## Assignment
Reproduce the entire passage about patience and the Red River Gorge arches word for word, from its first line to its last.

## Exercise passage

########################################

I write all of this today probably more for my own sake than yours.   There are some things going on in my life right now where I’m really struggling to be patient with God’s timing.  My natural tendency is to get anxious and upset.  While watching the baby robin yesterday I sensed God telling me “You might as well chill out.  Getting upset isn’t going to change anything.  Just be patient and I’ll come through for you when the time is right.”  That’s not what I wanted to hear but was certainly what I needed to hear.  It wouldn’t surprise me if there are others who need to hear that same message.  If so, I hope this post proves helpful.

–Chuck


Jun 1 2011

The God Who Doesn’t Get In A Hurry

Last Friday while photographing in the Red River Gorge National Geological Area I had a chance to visit two of the area’s most popular arches—Princess Arch and Rock Bridge.  The Red River Gorge has numerous arches, more than any other location east of the Mississippi River.  It is a wonderful place to ponder the forces which can impact a landscape such as this.  Over thousands of years wind, rain, and in some cases the flow of creeks cause the erosion that forms the magnificent arches.  The arches we see today are still being shaped by these elements.  Over time these arches will likely cease to exist; they will succumb to the forces of nature while yet other arches form.

########################################

## Collected material
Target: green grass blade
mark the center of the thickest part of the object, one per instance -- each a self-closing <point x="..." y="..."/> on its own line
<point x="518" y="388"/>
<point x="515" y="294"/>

########################################

## Expected output
I write all of this today probably more for my own sake than yours.   There are some things going on in my life right now where I’m really struggling to be patient with God’s timing.  My natural tendency is to get anxious and upset.  While watching the baby robin yesterday I sensed God telling me “You might as well chill out.  Getting upset isn’t going to change anything.  Just be patient and I’ll come through for you when the time is right.”  That’s not what I wanted to hear but was certainly what I needed to hear.  It wouldn’t surprise me if there are others who need to hear that same message.  If so, I hope this post proves helpful.

–Chuck


Jun 1 2011

The God Who Doesn’t Get In A Hurry

Last Friday while photographing in the Red River Gorge National Geological Area I had a chance to visit two of the area’s most popular arches—Princess Arch and Rock Bridge.  The Red River Gorge has numerous arches, more than any other location east of the Mississippi River.  It is a wonderful place to ponder the forces which can impact a landscape such as this.  Over thousands of years wind, rain, and in some cases the flow of creeks cause the erosion that forms the magnificent arches.  The arches we see today are still being shaped by these elements.  Over time these arches will likely cease to exist; they will succumb to the forces of nature while yet other arches form.